Show each line in the records below that contains the word "woman".

▬▬▬▬▬▬▬▬▬▬

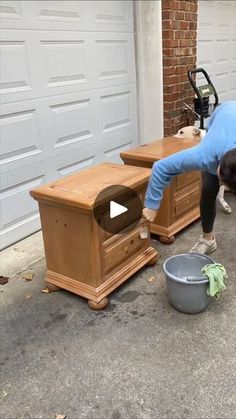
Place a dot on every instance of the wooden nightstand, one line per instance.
(180, 204)
(81, 256)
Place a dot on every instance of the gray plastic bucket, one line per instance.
(186, 286)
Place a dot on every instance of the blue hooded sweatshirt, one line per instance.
(206, 156)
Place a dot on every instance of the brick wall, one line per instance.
(179, 31)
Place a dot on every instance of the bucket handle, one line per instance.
(201, 254)
(192, 279)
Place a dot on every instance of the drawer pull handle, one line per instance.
(143, 232)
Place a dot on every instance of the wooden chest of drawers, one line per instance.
(84, 256)
(180, 204)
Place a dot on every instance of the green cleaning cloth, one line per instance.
(216, 274)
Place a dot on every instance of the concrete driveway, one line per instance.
(139, 358)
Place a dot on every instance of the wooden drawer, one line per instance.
(112, 226)
(185, 202)
(124, 248)
(186, 179)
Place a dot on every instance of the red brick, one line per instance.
(169, 71)
(179, 34)
(185, 6)
(171, 79)
(179, 15)
(190, 16)
(194, 7)
(172, 43)
(167, 34)
(168, 14)
(168, 52)
(193, 26)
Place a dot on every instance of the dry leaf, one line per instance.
(28, 275)
(3, 280)
(18, 250)
(45, 291)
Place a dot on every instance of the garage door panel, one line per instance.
(18, 211)
(111, 15)
(16, 76)
(20, 138)
(216, 45)
(73, 161)
(68, 97)
(72, 115)
(68, 15)
(113, 146)
(114, 59)
(52, 63)
(118, 110)
(65, 62)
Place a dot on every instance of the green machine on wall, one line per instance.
(202, 106)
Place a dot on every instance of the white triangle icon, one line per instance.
(116, 209)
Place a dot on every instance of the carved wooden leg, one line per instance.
(167, 240)
(98, 306)
(51, 287)
(153, 261)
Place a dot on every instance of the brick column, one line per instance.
(179, 31)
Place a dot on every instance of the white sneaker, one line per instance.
(204, 246)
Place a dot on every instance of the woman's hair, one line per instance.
(228, 169)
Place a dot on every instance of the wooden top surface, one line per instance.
(82, 188)
(158, 149)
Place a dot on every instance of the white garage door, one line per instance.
(68, 96)
(216, 51)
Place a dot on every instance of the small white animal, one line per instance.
(197, 133)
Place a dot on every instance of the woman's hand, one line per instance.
(149, 214)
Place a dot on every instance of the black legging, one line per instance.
(210, 189)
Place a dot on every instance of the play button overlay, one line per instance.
(118, 208)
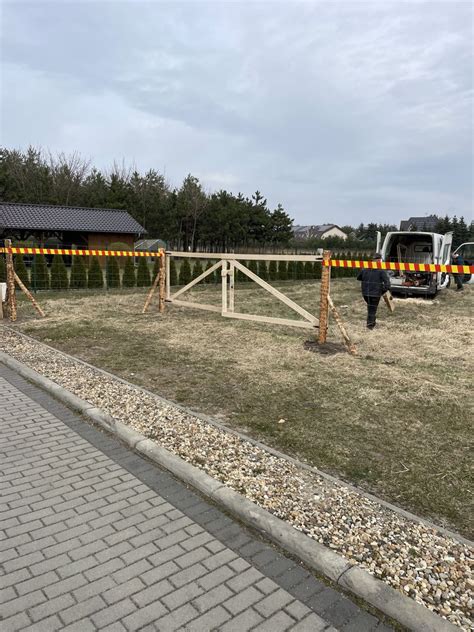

▬▬▬▬▬▬▬▬▬▬

WRITTEN RESPONSE:
Place a dot on every instance of the woman's hair, one line per instance.
Place a dot on every instance of the woman's hand, one line per instance.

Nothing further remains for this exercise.